### [Exercise requirements]
List every person credited in the production credits of the cartoon review below.
BEGIN Passage provided
The Foxy Duckling

“I gotta get a duck! I gotta get a duck! I gotta get a duck!”

Directed by Arthur Davis; Animation by J.C. Melendez, Manny Gould, and Don Williams; Layouts by Thomas McKimson; Backgrounds by Phil DeGuard. A Merrie Melody released on August 23, 1947.\

Night is probably my favorite time of day. Things are still and quiet, soothing and peaceful. Perfect for slipping into sleep and forgetting your troubles in the blissful state of unconsciousness. The only problem is when insomnia rears its ugly head. Such is the fate of poor A. Fox. (A for Adam) He can’t, and I mean can’t, sleep. He’s tried near everything too. Boxes of sleeping pills litter the floor, there’s a whole bucket of milk, and he’s tried every possible sleeping position. Even clamping his eyes shut don’t make a difference.

Falling out of bed causes one of his insomnia books to land on his face. I guess he didn’t read this one much, as it states a solution he never thought to try: a pillow full of duck down. (His is full of various metals. Not comfortable, but… actually, I can’t think of a “but” after that.) Well, if that’s what’ll help, the only solution is to get a duck. So he heads out with a mallet. (I like that he isn’t just hunting for some food. There’s already so many cartoons like that)

He finds a duckling and readies his weapon. (It’s interesting that Daffy was not used in this picture. Not bad, just interesting.) He takes a little too long to swing, so the duckling escapes to a lake. Adam follows, but is reminded that he can’t swim. (Despite the fact he should be able to, and adult ducks also have down. There you go. The two animal facts I’ll teach you today.) He tries some tricks. Blowing a duck call gets him shot by hunters, and when he throws an anvil from a boat, the bird just drags him into the firing line. (It frightens the fish, so I guess he won’t be sleeping with them either.)

Maybe this swimming thing could work. All he needs is a flotation device, and a diving board. (With all that preparation, the duck has plenty of time to aim the board towards a tree) Okay, maybe the heavy object trick could work if one was to throw it from a tree. (Since their is a rope tied to the thing, I guess it was an anchor) Duckling ties the rope to Adam’s leg, but the fox is smart enough to cut the rope. (But dumb enough to keep holding it afterwards)
END Passage provided
BEGIN Records shown
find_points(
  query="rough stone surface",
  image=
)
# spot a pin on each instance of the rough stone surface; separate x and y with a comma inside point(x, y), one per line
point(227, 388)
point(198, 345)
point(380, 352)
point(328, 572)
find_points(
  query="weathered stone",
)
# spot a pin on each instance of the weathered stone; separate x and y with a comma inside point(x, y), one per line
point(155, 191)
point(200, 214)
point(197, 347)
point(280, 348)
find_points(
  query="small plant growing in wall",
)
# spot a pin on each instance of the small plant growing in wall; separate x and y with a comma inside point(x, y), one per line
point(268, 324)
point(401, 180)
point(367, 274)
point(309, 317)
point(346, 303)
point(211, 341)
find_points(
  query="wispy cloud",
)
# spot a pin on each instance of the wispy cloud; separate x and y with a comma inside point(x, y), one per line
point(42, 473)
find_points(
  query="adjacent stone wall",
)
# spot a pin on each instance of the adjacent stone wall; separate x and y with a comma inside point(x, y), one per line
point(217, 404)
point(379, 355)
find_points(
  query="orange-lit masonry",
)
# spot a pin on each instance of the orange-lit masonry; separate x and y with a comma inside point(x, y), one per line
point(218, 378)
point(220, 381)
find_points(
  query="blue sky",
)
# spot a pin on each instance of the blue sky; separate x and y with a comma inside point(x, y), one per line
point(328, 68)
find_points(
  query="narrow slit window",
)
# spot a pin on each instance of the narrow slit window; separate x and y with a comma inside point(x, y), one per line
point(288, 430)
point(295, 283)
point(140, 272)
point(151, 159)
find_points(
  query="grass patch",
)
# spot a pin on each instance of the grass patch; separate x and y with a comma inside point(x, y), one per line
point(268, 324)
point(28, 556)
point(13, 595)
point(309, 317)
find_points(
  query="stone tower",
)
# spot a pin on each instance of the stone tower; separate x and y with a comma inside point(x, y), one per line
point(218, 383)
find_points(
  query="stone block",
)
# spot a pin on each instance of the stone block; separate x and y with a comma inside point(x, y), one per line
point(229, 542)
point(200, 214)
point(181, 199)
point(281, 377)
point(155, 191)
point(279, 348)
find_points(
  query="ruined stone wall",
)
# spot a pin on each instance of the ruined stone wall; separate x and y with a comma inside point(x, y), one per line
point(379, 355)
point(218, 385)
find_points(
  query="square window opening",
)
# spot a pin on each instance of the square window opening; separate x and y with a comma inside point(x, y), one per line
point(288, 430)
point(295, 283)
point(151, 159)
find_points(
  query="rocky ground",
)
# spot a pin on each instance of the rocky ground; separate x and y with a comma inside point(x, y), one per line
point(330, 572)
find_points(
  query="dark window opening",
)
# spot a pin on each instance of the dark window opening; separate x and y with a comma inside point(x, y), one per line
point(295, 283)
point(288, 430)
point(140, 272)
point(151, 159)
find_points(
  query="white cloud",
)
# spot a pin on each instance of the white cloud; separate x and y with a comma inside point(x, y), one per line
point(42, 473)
END Records shown
### [Response area]
Arthur Davis, J.C. Melendez, Manny Gould, Don Williams, Thomas McKimson, Phil DeGuard